◆ Kurze Aufgabe A: Fasse den Textabschnitt über die Rehabilitierung der Opfer des Paragrafen 175 in zwei Sätzen zusammen.
◆ Kurze Aufgabe B: Schreibe aus dem Textabschnitt über den Paragrafen 175 den Teil ab, der mit den Worten "Bild: Im Mai" beginnt und mit "getroffen wurden." endet.
◆ Kurze Aufgabe C: Welches Forum juristischer Expert*innen ist laut dem Textabschnitt über den Paragrafen 175 mit dem angekündigten Gesetz einverstanden?

◆ Textabschnitt:

◆ ◆ ◆ ◆ ◆

Bild: Im Mai hatte der Justizminister Entschädigungen für homosexuelle Opfer …
Dass Justizminister Heiko Maaß ein Gesetz zur Rehabilitierung der schwulen
Opfer [1][des Paragrafen 175 angekündigt], überrascht nicht. Eher schon,
dass mit dem Deutschen Juristentag das wichtigste deutsche Forum
juristischer Expert*innen damit einverstanden ist. Man möchte sagen: Wie
erstaunlich! Noch vor 14 Jahren erklärten die damals noch
regierungsbeteiligten Grünen, dass es rechtssystematisch nicht möglich sei,
Rechtsprechungen aufzuheben, die in einem demokratischen Rechtsstaat
getroffen wurden.
Inzwischen ist die Debatte weitergekommen: Wer als schwuler Mann in den
ersten 20 bundesdeutschen Jahren nach dem weiterhin gültigen Paragrafen 175
der Nationalsozialisten verurteilt wurde, musste dies wider die damals
schon geltenden Menschenrechte erleiden. Dieser Punkt muss betont werden,
weil die politische Wiedergutmachungsgeste nicht einfach als ein
homofreundlicher Akt betrachtet werden kann. Es geht hier darum, dass in
voller Absicht eine höllische Strafbestimmung nationalsozialistischer
Herkunft weiterwirken konnte.

◆ ◆ ◆ ◆ ◆

◆ Bereitgestellte Daten:

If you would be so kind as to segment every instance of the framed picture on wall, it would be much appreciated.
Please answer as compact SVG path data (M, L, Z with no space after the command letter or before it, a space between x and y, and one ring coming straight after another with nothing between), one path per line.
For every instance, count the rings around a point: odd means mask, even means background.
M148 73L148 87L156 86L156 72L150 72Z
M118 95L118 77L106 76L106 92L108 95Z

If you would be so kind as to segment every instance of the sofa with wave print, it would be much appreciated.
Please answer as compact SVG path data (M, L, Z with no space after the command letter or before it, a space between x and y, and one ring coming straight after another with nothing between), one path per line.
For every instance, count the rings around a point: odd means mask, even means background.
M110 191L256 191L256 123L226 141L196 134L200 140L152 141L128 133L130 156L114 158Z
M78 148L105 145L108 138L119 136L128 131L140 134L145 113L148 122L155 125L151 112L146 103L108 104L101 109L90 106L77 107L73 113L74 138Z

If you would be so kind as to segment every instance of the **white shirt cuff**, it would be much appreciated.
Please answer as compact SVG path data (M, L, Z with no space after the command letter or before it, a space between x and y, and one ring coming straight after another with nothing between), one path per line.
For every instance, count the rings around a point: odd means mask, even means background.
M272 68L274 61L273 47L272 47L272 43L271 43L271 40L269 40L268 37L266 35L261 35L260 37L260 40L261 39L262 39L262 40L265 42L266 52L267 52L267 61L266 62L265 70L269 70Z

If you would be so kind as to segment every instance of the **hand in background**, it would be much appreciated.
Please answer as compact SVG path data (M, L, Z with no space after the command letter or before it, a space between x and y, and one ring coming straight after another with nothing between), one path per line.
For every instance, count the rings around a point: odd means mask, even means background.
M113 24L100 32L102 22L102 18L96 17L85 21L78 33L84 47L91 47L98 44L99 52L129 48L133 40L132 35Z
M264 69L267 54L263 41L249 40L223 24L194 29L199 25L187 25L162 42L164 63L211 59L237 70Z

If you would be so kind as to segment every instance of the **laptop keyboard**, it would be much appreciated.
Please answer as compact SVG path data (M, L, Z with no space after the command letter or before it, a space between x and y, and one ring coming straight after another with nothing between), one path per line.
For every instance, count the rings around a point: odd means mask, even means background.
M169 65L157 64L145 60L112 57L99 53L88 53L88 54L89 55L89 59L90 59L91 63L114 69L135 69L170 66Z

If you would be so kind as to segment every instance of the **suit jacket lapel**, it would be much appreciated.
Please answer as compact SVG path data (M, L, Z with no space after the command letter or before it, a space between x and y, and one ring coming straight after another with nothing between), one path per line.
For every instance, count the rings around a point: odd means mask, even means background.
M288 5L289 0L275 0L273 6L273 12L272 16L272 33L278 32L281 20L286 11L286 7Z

◆ ◆ ◆ ◆ ◆

◆ Richtiges Ergebnis A: Dass der Justizminister ein Gesetz zur Rehabilitierung der schwulen Opfer des Paragrafen 175 angekündigt hat, überrascht weniger als die Zustimmung des Deutschen Juristentags, zumal die Grünen vor 14 Jahren die Aufhebung solcher Urteile noch für rechtssystematisch unmöglich erklärten. Inzwischen ist die Debatte weiter: Wer in den ersten 20 bundesdeutschen Jahren nach dem nationalsozialistischen Paragrafen verurteilt wurde, erlitt dies wider die damals schon geltenden Menschenrechte, weshalb die Wiedergutmachungsgeste nicht einfach als homofreundlicher Akt betrachtet werden kann.

◆ Richtiges Ergebnis B:
Bild: Im Mai hatte der Justizminister Entschädigungen für homosexuelle Opfer …
Dass Justizminister Heiko Maaß ein Gesetz zur Rehabilitierung der schwulen
Opfer [1][des Paragrafen 175 angekündigt], überrascht nicht. Eher schon,
dass mit dem Deutschen Juristentag das wichtigste deutsche Forum
juristischer Expert*innen damit einverstanden ist. Man möchte sagen: Wie
erstaunlich! Noch vor 14 Jahren erklärten die damals noch
regierungsbeteiligten Grünen, dass es rechtssystematisch nicht möglich sei,
Rechtsprechungen aufzuheben, die in einem demokratischen Rechtsstaat
getroffen wurden.

◆ Richtiges Ergebnis C: Der Deutsche Juristentag.